**STATED TASK**
Reproduce all of the records below verbatim, line for line, and omit the pictures from your answer.

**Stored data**
■ ■ ■ ■ ■

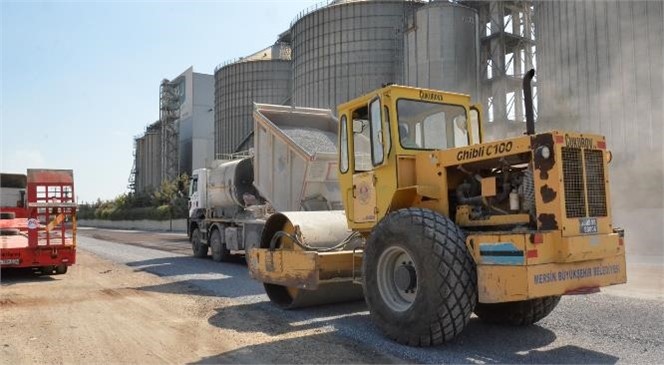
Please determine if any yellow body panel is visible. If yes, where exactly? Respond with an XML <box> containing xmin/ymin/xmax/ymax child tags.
<box><xmin>477</xmin><ymin>255</ymin><xmax>627</xmax><ymax>303</ymax></box>
<box><xmin>247</xmin><ymin>248</ymin><xmax>362</xmax><ymax>290</ymax></box>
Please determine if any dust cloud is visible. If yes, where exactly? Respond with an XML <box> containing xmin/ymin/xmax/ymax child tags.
<box><xmin>536</xmin><ymin>0</ymin><xmax>664</xmax><ymax>265</ymax></box>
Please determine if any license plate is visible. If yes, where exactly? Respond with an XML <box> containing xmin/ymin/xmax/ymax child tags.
<box><xmin>579</xmin><ymin>218</ymin><xmax>597</xmax><ymax>234</ymax></box>
<box><xmin>0</xmin><ymin>259</ymin><xmax>21</xmax><ymax>265</ymax></box>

■ ■ ■ ■ ■

**RESULT**
Please determine if any yellow body panel is visible. If yes, where exactly? Respond with an XML <box> containing xmin/ymin/xmax/ymax child tags.
<box><xmin>477</xmin><ymin>255</ymin><xmax>627</xmax><ymax>303</ymax></box>
<box><xmin>247</xmin><ymin>248</ymin><xmax>362</xmax><ymax>290</ymax></box>
Please determine if any dust cloud is visible. If yes, where exactly? Respond with an XML <box> containing xmin/ymin/xmax/ymax child tags.
<box><xmin>536</xmin><ymin>0</ymin><xmax>664</xmax><ymax>265</ymax></box>
Please determine if any license plate is visible. If yes, where exactly? Respond with an XML <box> containing xmin/ymin/xmax/ymax child tags.
<box><xmin>579</xmin><ymin>218</ymin><xmax>597</xmax><ymax>234</ymax></box>
<box><xmin>0</xmin><ymin>259</ymin><xmax>21</xmax><ymax>265</ymax></box>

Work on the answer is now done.